Task prompt
After counting the lines below that contain "hockey", reply with that number alone.

___ Excerpted records

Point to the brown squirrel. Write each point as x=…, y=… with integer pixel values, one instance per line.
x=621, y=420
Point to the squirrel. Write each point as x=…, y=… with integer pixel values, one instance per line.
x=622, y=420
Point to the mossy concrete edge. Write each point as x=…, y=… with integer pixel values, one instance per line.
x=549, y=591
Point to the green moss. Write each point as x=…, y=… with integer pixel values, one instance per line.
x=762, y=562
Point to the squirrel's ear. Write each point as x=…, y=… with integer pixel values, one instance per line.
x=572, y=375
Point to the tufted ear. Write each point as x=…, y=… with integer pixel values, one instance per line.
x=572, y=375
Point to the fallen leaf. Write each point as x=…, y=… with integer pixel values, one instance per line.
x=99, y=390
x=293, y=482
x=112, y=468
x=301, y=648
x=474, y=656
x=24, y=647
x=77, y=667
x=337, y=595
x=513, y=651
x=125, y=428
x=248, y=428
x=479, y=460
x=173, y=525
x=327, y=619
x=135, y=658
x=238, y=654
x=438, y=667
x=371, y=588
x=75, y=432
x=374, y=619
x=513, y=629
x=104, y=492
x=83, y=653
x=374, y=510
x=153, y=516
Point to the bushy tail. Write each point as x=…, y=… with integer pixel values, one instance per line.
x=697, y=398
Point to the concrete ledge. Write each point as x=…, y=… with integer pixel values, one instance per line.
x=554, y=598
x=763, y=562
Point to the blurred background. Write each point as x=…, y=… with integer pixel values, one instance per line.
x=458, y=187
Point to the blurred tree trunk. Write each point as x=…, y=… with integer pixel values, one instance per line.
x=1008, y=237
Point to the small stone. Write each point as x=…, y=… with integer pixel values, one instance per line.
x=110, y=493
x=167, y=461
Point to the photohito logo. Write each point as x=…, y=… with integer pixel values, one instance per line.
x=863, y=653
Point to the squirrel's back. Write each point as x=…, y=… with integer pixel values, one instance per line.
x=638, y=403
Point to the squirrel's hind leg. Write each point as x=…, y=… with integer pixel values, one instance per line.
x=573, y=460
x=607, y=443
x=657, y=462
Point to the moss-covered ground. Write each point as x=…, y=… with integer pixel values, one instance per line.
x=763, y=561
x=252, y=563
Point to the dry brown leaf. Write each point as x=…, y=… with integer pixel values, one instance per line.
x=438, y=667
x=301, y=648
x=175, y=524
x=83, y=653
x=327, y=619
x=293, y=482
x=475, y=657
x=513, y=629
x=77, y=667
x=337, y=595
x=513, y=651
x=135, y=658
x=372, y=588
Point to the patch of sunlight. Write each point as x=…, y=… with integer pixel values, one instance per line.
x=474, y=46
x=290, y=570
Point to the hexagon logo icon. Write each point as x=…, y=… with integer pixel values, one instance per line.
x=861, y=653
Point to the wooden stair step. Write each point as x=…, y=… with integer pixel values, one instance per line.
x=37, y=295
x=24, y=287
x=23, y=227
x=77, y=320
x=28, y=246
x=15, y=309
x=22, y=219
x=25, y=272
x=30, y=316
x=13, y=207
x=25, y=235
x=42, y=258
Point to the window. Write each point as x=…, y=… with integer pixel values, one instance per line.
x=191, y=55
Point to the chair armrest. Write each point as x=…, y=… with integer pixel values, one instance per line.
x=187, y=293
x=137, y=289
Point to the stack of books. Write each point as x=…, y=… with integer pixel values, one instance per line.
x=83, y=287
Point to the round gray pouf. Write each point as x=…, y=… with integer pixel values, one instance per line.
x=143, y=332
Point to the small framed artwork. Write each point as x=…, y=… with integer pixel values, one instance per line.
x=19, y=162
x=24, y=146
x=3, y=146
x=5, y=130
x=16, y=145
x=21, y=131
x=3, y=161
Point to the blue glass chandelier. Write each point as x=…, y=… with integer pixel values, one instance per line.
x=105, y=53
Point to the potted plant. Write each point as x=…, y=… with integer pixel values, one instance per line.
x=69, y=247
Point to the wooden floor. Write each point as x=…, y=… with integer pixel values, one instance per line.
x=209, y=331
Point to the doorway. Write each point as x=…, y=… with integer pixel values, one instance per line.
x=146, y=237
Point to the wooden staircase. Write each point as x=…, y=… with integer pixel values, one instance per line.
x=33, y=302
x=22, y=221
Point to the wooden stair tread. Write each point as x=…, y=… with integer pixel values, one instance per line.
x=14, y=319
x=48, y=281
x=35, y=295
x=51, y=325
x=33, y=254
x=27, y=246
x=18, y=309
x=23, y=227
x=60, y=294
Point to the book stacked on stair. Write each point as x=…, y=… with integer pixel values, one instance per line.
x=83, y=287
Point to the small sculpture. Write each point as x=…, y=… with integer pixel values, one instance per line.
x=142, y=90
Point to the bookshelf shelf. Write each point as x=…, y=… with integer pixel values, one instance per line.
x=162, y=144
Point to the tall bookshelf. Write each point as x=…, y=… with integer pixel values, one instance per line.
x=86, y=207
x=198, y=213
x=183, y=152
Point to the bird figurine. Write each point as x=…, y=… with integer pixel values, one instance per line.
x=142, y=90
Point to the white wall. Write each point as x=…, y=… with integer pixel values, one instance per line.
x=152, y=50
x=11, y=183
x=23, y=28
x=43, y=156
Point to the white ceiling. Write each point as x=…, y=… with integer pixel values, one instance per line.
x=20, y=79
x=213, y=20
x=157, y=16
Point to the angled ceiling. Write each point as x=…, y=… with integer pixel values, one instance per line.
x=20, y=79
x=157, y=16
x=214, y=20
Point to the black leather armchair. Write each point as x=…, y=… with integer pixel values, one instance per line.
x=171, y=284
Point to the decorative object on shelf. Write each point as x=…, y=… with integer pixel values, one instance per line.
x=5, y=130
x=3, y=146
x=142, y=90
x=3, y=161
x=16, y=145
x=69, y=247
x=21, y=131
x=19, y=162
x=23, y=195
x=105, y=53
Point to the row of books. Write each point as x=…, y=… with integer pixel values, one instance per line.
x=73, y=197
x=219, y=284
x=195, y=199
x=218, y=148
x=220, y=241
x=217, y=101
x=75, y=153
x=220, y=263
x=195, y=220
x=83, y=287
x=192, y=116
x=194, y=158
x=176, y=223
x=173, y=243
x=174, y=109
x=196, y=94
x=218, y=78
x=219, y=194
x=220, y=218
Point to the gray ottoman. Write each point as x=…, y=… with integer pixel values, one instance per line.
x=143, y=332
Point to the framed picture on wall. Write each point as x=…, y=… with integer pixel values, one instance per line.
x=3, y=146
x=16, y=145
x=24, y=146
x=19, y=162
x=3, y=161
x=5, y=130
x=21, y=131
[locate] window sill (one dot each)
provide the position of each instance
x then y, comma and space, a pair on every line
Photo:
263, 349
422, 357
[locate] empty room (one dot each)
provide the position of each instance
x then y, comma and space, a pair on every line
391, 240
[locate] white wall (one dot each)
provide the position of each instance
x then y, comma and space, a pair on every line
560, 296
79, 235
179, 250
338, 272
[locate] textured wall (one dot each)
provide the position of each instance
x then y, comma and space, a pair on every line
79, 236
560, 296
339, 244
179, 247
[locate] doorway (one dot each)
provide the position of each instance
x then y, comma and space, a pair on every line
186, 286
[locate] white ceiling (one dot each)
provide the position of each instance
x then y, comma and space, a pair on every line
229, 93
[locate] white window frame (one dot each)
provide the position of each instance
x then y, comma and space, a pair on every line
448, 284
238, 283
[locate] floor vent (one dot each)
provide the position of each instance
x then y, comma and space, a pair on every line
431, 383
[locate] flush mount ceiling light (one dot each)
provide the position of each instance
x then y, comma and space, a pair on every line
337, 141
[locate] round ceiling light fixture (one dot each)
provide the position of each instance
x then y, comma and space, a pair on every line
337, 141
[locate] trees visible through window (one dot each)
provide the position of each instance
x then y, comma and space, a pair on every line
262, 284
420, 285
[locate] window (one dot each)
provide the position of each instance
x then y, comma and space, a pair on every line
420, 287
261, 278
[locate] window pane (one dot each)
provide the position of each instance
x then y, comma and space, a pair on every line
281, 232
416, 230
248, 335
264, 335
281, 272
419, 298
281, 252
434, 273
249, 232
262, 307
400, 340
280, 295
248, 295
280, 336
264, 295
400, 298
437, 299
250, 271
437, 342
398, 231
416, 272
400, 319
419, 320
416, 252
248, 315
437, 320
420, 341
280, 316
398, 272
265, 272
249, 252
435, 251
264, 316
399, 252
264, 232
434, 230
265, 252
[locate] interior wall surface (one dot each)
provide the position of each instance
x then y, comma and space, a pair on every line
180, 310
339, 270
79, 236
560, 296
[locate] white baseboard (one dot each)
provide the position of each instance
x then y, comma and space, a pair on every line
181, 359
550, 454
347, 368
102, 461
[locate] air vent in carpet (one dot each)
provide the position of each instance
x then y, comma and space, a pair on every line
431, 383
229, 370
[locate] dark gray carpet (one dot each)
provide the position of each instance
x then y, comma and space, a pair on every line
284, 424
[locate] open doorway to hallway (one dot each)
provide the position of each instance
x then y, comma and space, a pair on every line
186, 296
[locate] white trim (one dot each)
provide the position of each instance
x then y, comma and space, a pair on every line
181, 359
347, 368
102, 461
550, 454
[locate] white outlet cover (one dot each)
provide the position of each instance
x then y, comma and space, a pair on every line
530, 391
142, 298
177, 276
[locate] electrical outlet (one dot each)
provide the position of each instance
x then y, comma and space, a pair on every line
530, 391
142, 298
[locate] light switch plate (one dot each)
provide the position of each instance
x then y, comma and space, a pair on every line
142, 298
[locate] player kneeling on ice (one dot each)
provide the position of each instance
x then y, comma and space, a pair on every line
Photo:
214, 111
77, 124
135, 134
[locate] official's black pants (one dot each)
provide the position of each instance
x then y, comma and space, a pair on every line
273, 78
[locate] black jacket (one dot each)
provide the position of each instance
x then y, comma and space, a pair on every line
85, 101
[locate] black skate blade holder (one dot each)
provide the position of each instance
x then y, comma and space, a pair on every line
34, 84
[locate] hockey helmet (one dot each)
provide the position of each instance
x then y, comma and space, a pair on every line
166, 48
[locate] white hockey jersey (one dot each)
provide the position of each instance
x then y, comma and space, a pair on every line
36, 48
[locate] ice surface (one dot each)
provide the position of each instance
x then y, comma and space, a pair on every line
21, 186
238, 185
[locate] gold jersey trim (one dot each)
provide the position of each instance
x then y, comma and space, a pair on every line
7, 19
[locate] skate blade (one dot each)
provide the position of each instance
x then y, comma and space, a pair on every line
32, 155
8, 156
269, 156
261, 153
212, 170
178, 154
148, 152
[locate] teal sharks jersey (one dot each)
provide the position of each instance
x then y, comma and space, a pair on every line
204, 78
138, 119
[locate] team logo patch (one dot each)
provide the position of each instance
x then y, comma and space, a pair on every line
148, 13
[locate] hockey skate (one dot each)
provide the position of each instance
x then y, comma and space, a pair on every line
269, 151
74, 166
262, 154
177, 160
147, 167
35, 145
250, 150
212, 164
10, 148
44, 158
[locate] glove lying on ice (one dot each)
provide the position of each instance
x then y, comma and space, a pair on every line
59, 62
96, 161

______

Exercise result
3